- **Information provided**
══════════════════════════════
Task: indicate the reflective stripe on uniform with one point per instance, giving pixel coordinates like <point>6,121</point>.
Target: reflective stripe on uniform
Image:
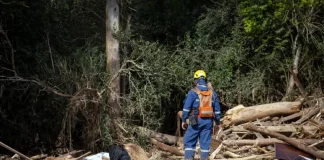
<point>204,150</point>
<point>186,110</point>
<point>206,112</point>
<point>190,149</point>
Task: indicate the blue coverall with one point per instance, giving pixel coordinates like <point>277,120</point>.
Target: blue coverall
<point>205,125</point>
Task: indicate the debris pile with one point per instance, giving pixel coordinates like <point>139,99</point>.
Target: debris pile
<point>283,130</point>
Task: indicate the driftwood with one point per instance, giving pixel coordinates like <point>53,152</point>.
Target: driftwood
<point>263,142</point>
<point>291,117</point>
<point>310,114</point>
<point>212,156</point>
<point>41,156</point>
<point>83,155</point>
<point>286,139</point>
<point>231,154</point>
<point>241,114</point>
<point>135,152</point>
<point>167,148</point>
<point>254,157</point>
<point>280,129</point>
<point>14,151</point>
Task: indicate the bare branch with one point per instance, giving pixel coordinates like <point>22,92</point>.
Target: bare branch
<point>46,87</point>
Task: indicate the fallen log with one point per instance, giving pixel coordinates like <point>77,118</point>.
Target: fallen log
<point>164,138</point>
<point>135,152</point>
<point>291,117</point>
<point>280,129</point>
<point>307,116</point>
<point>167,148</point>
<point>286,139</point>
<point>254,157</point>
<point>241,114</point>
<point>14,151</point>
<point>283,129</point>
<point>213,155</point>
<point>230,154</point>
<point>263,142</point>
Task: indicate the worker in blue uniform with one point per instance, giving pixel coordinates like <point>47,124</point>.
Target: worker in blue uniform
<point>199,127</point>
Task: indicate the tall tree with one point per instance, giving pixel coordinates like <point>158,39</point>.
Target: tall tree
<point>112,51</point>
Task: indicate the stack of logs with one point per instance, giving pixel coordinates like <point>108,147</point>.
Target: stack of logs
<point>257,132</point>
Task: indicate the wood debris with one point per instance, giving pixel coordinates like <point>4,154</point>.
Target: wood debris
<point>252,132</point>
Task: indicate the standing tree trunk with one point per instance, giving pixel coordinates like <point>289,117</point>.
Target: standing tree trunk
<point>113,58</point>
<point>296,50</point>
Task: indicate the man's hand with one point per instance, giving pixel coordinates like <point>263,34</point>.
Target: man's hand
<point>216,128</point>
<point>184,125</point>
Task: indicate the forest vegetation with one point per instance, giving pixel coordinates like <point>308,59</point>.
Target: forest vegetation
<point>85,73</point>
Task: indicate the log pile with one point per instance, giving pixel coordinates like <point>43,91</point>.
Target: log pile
══════════════════════════════
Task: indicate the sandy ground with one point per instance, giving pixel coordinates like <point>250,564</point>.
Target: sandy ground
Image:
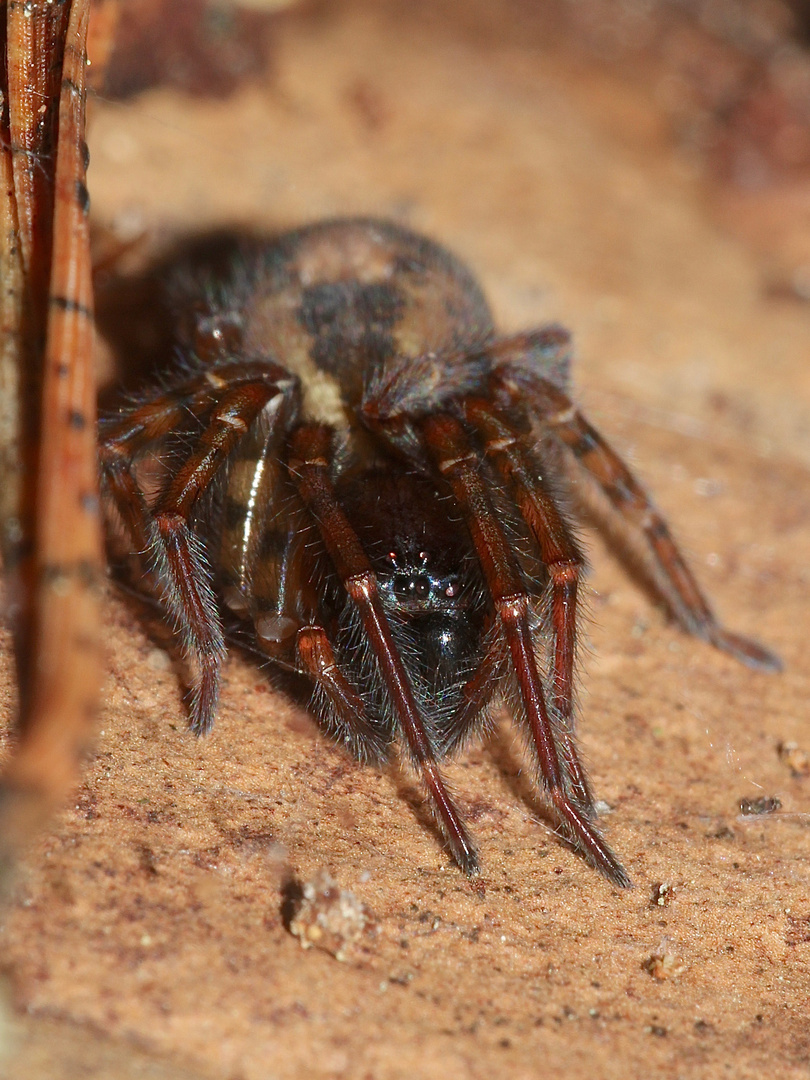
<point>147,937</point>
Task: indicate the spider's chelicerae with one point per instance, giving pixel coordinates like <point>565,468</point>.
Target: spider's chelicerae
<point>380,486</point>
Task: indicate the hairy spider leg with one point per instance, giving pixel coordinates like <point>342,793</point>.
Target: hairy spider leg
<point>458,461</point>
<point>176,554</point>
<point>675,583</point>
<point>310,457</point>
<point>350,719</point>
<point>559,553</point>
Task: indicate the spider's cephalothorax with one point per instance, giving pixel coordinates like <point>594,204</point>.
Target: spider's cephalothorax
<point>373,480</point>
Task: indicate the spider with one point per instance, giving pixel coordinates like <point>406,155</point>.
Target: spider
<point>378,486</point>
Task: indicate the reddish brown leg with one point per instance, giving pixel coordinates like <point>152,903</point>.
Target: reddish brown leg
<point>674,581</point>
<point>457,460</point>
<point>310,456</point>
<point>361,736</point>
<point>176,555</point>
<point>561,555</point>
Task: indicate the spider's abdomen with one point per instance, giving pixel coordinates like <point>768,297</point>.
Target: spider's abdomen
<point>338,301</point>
══════════════════════════════
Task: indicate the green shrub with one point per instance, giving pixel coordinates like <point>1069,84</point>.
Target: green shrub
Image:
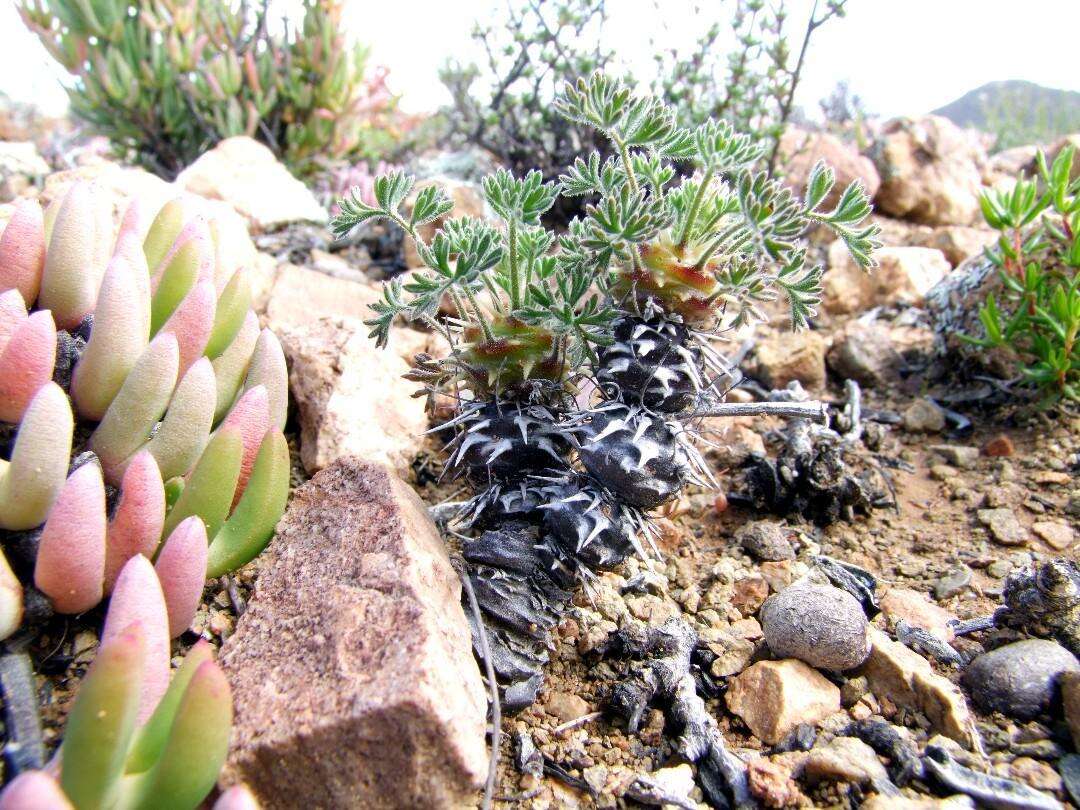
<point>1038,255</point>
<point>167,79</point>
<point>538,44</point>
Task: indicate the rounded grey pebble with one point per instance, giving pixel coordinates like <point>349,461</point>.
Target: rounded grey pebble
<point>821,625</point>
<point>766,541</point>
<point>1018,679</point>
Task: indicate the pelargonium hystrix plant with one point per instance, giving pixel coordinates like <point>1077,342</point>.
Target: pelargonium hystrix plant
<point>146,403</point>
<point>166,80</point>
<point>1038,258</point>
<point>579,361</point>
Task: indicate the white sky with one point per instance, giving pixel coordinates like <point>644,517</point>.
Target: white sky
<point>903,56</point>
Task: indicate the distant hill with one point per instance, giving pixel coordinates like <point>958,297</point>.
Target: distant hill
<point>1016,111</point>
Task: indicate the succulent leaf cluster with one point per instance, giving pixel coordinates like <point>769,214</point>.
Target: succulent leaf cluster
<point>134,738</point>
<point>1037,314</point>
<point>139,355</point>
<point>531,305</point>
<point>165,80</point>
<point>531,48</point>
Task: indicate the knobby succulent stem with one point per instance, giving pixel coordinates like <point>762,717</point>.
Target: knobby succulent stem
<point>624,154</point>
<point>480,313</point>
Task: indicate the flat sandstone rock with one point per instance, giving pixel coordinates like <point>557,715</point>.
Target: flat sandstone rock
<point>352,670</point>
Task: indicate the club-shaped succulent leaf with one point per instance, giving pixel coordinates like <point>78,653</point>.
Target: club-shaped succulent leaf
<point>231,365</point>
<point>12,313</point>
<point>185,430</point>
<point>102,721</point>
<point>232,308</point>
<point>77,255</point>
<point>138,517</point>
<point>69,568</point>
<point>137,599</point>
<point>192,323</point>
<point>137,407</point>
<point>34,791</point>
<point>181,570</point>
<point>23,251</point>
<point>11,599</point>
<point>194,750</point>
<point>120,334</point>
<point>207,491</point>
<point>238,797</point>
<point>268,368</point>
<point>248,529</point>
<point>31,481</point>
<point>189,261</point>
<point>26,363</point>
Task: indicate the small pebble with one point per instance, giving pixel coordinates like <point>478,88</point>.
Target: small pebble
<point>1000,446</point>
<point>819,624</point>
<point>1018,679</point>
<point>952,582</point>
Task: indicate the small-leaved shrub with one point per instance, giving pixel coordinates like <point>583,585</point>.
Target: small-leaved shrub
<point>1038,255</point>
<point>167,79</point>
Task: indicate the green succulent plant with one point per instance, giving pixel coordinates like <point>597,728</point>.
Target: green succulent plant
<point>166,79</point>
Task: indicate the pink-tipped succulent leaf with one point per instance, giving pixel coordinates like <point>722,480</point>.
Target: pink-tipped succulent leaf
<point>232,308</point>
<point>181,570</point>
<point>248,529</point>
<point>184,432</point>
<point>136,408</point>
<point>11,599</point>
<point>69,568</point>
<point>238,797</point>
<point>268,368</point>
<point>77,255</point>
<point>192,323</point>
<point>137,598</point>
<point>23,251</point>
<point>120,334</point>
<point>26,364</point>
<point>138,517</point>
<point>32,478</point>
══════════════════════════════
- **Your objective**
The lines above from the one containing "Task: indicate the succulent" through the one containing "Task: indicate the club-shaped" are to be set down exactly, and no others.

- **Exercise response**
Task: indicate the succulent leaf cluster with one point per instance, giving pixel coordinates like <point>769,214</point>.
Target: succulent leaf cluster
<point>134,738</point>
<point>1037,314</point>
<point>139,355</point>
<point>531,305</point>
<point>165,80</point>
<point>531,48</point>
Task: indicate the knobby succulent stem with one point per instance, giving pixel coordinates like <point>762,717</point>.
Target: knobby succulent stem
<point>624,154</point>
<point>480,313</point>
Task: indicate the flat sandstone rock with one point per instance, giving pixel coordinates like <point>557,715</point>.
Target: flat sandstone rock
<point>352,670</point>
Task: indicate the club-shaped succulent leaf with one point per instance, giving pixel coordinates like <point>78,653</point>.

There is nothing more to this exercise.